TASK PROMPT >> Review the material and extract every line in which the word "dark" occurs.

[Opening DATA TO USE section]

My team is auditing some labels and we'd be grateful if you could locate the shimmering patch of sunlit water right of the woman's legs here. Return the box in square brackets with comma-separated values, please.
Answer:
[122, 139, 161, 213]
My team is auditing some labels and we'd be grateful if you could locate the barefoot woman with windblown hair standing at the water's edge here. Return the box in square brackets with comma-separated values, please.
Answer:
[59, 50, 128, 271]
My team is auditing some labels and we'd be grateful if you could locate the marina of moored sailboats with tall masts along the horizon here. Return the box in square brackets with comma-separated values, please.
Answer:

[Closing DATA TO USE section]
[Opening DATA TO USE section]

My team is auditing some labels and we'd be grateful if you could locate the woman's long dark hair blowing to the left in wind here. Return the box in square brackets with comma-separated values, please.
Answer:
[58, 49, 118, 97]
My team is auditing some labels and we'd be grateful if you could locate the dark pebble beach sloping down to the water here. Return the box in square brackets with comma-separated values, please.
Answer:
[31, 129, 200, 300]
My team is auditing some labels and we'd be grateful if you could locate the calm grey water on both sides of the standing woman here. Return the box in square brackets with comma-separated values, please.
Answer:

[Closing DATA TO USE section]

RESPONSE TO THIS TASK >>
My team is auditing some labels and we'd be grateful if you could locate the woman's long dark hair blowing to the left in wind here. Return the box in square brackets with comma-separated values, please.
My team is auditing some labels and we'd be grateful if you could locate the dark pebble beach sloping down to the water here. Return the box in square brackets with comma-separated values, please.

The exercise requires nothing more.